:: Data shown

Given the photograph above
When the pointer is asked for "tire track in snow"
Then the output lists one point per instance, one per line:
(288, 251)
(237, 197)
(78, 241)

::::

● **Exercise details**:
Can you retype every one of the rows above, line for line, without changing a single character?

● **Result of the task**:
Given the photograph above
When the pointer is asked for "tire track in snow"
Then the output lists one point per instance, one per line:
(288, 251)
(237, 197)
(78, 241)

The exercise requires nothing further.